ASSIGNMENT
Your reply should be a faithful copy of the records below, free of pictures.

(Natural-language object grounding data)
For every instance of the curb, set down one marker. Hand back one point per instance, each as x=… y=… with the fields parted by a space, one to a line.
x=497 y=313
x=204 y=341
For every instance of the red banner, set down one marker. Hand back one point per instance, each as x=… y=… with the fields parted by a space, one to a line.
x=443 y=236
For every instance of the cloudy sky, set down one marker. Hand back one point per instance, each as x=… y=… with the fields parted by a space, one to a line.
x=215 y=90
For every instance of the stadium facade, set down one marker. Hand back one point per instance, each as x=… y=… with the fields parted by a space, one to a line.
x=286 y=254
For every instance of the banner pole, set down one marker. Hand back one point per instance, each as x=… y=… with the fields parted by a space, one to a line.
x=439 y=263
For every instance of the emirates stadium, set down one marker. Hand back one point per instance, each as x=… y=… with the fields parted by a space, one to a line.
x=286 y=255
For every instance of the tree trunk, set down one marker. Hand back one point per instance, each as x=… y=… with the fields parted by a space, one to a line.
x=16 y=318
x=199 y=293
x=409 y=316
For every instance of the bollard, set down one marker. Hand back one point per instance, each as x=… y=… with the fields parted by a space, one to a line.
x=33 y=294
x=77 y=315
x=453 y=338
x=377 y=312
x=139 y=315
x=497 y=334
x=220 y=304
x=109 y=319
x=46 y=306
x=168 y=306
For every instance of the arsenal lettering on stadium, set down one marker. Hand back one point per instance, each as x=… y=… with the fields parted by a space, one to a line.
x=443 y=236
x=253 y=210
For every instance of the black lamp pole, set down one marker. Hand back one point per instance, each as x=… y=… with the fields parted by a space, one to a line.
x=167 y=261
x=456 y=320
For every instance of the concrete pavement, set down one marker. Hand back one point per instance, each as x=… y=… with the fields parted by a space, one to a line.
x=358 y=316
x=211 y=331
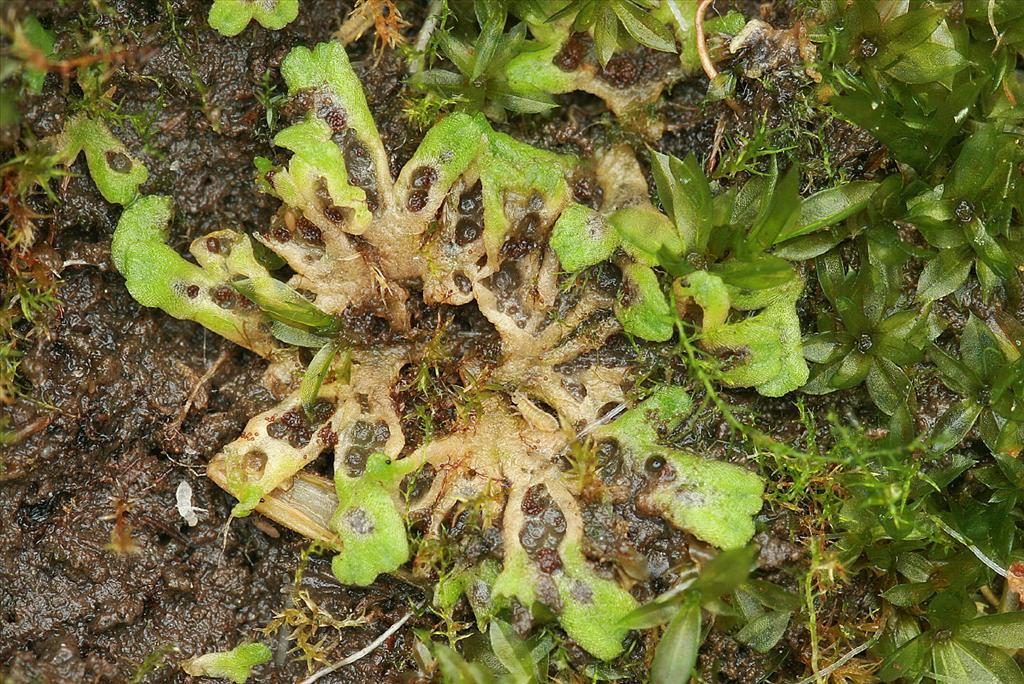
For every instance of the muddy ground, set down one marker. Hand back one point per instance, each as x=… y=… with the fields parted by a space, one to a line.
x=98 y=572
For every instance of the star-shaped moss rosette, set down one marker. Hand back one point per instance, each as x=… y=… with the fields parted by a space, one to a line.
x=474 y=220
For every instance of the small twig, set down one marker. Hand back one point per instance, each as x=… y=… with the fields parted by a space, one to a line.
x=371 y=647
x=843 y=660
x=706 y=60
x=355 y=25
x=205 y=378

OUTPUT BELOW
For every instance of the curb, set down one marker. Hand back one point per instance, each as x=… y=… with the fields parted by a space, one to a line.
x=497 y=313
x=204 y=341
For every instance of the red banner, set down one marker. Hand back one point per instance, each as x=… y=… with the fields parted by a space, one to a line.
x=443 y=236
For every instance of the cloudy sky, set down one marker. Hand back one point per instance, each as x=… y=… with the fields parted by a space, one to a line.
x=215 y=90
For every instance of the stadium facade, set down one marker. Hand back one point per instance, each as x=… y=… with the fields parted by a space, one to a line.
x=286 y=254
For every instance of the banner pole, set down one marker. Hand back one point per instance, each as x=… y=… with the fields parted by a space, one to a line.
x=439 y=263
For every instance of the emirates stadium, set down one marker. Hand back one point per instance, each as x=… y=… with the fields parted by a space, one to a line.
x=286 y=255
For every instance of the tree trunk, set down one marker. Hand back one point per instance, each as x=… y=… with the fields parted by a space, one to a line.
x=16 y=318
x=199 y=293
x=409 y=316
For every instance of the bollard, set down one marker. Hand back one point per instance, each as x=… y=… with the fields parted by a space, one to a line.
x=33 y=294
x=77 y=315
x=453 y=338
x=377 y=312
x=139 y=315
x=497 y=334
x=220 y=304
x=109 y=319
x=46 y=306
x=168 y=306
For every instance of the arsenal lettering on stadium, set down one marker. Hand back one point per instance, each as x=… y=… with the fields parted by a space, one to a line.
x=443 y=236
x=253 y=210
For every instance of the black lamp pole, set down one marker. Hand back one point per instance, each as x=… y=… with the fields parted by a space, one to a line.
x=167 y=261
x=456 y=320
For every instance of the concrete pavement, set down one marker. Hand back one point per instance, each as x=… y=… with the fields parted by a space, one to a line.
x=358 y=316
x=211 y=331
For every instance of the muddy ground, set down one marker. Hand back one point per instance, each as x=… y=… with the fields parted by a space, one to a line.
x=98 y=572
For every instance of the star-shaped moss rosette, set down one marker. Hand back one point per instance, each as x=… y=… with the fields parted by a space, one to a line.
x=474 y=220
For every instance of the small twig, set down one marker. Hand back one point per instance, each as x=… y=… with the fields parted by a space, one to a line.
x=371 y=647
x=843 y=660
x=706 y=60
x=355 y=25
x=205 y=378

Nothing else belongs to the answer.